[Enregistrements de données]
==========
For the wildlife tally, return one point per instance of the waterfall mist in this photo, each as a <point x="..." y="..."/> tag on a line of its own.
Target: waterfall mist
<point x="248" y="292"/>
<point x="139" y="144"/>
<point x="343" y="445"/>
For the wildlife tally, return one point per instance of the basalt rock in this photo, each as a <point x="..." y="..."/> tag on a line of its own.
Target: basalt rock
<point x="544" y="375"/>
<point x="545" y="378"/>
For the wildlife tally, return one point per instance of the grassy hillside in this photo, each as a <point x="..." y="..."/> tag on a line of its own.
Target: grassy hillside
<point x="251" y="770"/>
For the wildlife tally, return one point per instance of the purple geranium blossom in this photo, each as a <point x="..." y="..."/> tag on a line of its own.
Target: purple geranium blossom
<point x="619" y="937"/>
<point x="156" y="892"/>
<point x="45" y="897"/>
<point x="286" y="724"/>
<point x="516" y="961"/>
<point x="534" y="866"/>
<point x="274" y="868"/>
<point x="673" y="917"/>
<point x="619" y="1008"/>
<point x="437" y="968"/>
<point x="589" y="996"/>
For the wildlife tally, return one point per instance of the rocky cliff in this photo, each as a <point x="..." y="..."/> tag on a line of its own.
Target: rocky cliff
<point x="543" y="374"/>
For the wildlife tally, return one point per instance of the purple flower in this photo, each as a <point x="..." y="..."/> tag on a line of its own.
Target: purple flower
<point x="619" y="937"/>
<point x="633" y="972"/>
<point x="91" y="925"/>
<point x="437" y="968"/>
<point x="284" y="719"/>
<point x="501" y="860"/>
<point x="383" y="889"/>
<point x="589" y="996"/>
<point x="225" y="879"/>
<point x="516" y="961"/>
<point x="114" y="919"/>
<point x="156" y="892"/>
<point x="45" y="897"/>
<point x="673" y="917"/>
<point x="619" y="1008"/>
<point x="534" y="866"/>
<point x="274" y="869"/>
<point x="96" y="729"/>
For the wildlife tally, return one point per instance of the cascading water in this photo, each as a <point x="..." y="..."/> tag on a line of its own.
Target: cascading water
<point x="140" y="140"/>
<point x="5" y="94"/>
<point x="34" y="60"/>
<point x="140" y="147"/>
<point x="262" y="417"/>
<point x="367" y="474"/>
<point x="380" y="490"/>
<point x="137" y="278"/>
==========
> _CONSIGNE_
Pouvez-vous présenter toutes les lignes des enregistrements ci-dessus sous forme de liste numérotée, en omettant les lignes vides ?

> _SOLUTION_
1. For the wildlife tally, return one point per instance of the waterfall mist in this photo, each as a <point x="..." y="..."/> tag on a line of its own.
2. Target: waterfall mist
3. <point x="248" y="292"/>
4. <point x="139" y="144"/>
5. <point x="343" y="445"/>
6. For the wildlife tally, return one point per instance of the basalt rock in this photo, each as a <point x="..." y="..."/> tag on a line of its own.
7. Target: basalt rock
8. <point x="544" y="375"/>
9. <point x="545" y="378"/>
10. For the wildlife tally, return one point per instance of the grassy hillside in this photo, each as a <point x="..." y="..."/> tag on a line of its own.
11. Target: grassy hillside
12. <point x="251" y="770"/>
13. For the wildlife tally, return one point per instance of the purple geranium blossom in this photo, each as a <point x="..." y="..."/> tag on a line of its own.
14. Target: purple geranium blossom
15. <point x="619" y="937"/>
16. <point x="156" y="892"/>
17. <point x="45" y="897"/>
18. <point x="286" y="724"/>
19. <point x="516" y="961"/>
20. <point x="534" y="866"/>
21. <point x="274" y="868"/>
22. <point x="673" y="917"/>
23. <point x="619" y="1008"/>
24. <point x="437" y="968"/>
25. <point x="589" y="996"/>
26. For the wildlife tally, return one point per instance of the rocky cliff in this photo, each as a <point x="..." y="..."/> tag on a line of its own.
27. Target: rocky cliff
28. <point x="543" y="374"/>
29. For the wildlife tally, return one point per instance of the purple flower in this photo, each as a <point x="..." y="..."/> tag on a line of its own.
30. Target: purple flower
31. <point x="619" y="937"/>
32. <point x="633" y="972"/>
33. <point x="91" y="925"/>
34. <point x="437" y="968"/>
35. <point x="284" y="719"/>
36. <point x="501" y="860"/>
37. <point x="383" y="889"/>
38. <point x="589" y="996"/>
39. <point x="225" y="879"/>
40. <point x="516" y="961"/>
41. <point x="114" y="919"/>
42. <point x="156" y="892"/>
43. <point x="45" y="897"/>
44. <point x="673" y="917"/>
45. <point x="619" y="1008"/>
46. <point x="534" y="866"/>
47. <point x="274" y="869"/>
48. <point x="96" y="729"/>
49. For the wildlife tally, return one point per instance of the cascading water in this photo, each as a <point x="..." y="..."/> tag on a line of its own.
50. Target: cascading water
51. <point x="140" y="140"/>
52. <point x="5" y="94"/>
53. <point x="34" y="60"/>
54. <point x="140" y="147"/>
55. <point x="262" y="417"/>
56. <point x="367" y="474"/>
57. <point x="380" y="490"/>
58. <point x="137" y="278"/>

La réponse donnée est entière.